The entire set of lines below should be copied exactly.

## Given records
━━━━━━━━━━━━━━━━

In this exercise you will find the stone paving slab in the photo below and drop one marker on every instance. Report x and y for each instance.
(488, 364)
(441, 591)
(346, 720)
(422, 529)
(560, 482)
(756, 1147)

━━━━━━━━━━━━━━━━

## Output for this exercise
In this exercise you will find the stone paving slab in the photo below and drop one marker on every instance. Report x and y for each instance.
(488, 364)
(441, 591)
(346, 720)
(422, 529)
(560, 482)
(756, 1147)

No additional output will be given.